Problem details. Return the whole listing exactly as it stands.

Recorded information.
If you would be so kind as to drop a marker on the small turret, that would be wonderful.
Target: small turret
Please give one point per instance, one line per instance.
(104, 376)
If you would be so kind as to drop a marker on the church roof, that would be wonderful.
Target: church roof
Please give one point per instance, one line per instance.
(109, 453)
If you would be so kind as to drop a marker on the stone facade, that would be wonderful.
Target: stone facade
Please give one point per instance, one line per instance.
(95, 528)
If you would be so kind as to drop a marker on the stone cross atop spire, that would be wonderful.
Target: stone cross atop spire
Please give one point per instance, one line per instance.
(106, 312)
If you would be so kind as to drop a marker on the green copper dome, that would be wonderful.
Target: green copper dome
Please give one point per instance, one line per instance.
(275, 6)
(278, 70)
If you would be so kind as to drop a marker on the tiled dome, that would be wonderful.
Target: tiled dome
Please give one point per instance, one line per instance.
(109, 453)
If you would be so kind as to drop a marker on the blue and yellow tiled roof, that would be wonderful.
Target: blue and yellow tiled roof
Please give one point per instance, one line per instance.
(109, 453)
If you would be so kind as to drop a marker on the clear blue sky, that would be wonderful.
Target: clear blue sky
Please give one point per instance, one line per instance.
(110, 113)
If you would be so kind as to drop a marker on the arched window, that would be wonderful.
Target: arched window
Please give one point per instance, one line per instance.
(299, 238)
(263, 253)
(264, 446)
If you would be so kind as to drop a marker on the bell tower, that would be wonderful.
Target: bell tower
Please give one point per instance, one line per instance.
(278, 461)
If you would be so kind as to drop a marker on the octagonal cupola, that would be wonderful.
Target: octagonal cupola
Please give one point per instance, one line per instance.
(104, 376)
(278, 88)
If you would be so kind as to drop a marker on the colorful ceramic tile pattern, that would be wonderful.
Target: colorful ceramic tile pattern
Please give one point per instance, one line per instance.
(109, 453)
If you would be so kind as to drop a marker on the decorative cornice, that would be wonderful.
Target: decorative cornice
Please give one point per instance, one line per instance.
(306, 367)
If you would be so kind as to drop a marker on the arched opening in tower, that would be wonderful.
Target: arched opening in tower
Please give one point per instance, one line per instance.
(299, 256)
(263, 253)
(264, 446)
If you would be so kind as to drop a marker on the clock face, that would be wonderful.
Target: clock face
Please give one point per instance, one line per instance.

Result for this task.
If you would be so kind as to drop a marker on the small turret, that would be wonderful.
Target: small turret
Please give one point per instance, one line per instance.
(104, 376)
If you would be so kind as to drop a marker on the church roof, that would be wonderful.
Target: church roof
Please give one point per instance, one line per instance.
(109, 453)
If you would be so kind as to drop a marker on the stone facade, that would be wonderful.
Target: stone facade
Please give one point per instance, one line per instance.
(95, 528)
If you would be so kind as to drop a marker on the stone cross atop spire, that would be wonderful.
Target: stone cross atop spire
Please give one point per instance, one line per instance.
(106, 312)
If you would be so kind as to drop a marker on the green copper dome, that would be wonderful.
Target: green copper dome
Please give one point per instance, one line per instance.
(275, 6)
(278, 70)
If you would be so kind as to drop a marker on the tiled dome, that would be wonderful.
Target: tiled dome
Please give one point per instance, one line per instance.
(109, 453)
If you would be so kind as to drop a marker on the blue and yellow tiled roof, that would be wonderful.
Target: blue and yellow tiled roof
Please give one point per instance, one line per instance.
(109, 453)
If you would be so kind as to drop a marker on the clear blue sky, that would be wonderful.
Target: clear blue sky
Please give one point per instance, one line per instance.
(110, 113)
If you would be so kind as to drop a marker on the arched window, that would be wonderful.
Target: arched window
Please give one point per instance, one line per instance.
(299, 238)
(263, 253)
(264, 446)
If you would be so kind as to drop a marker on the bell tower, that would be wonderful.
Target: bell tower
Please give one point per instance, one line per instance.
(278, 461)
If you would be so kind as to drop a marker on the octagonal cupola, that would be wonderful.
Target: octagonal cupola
Please give one point per instance, one line per instance.
(104, 376)
(278, 88)
If you would be so kind as to drop a marker on the colorful ceramic tile pattern, that would be wonderful.
Target: colorful ceramic tile pattern
Please give one point per instance, one line per instance.
(109, 453)
If you would be so kind as to drop a marker on the decorative cornice, that would be wonderful.
Target: decorative cornice
Please give one point per instance, one line per instance.
(306, 367)
If you would be so kind as to drop a marker on the arched opening in tower, that would be wonderful.
Target: arched opening in tower
Please give one point per instance, one line per instance.
(299, 256)
(263, 253)
(264, 446)
If you would be so kind as to drop a marker on the clock face, that would be wonderful.
Target: clock face
Please give one point per instance, one line per instance.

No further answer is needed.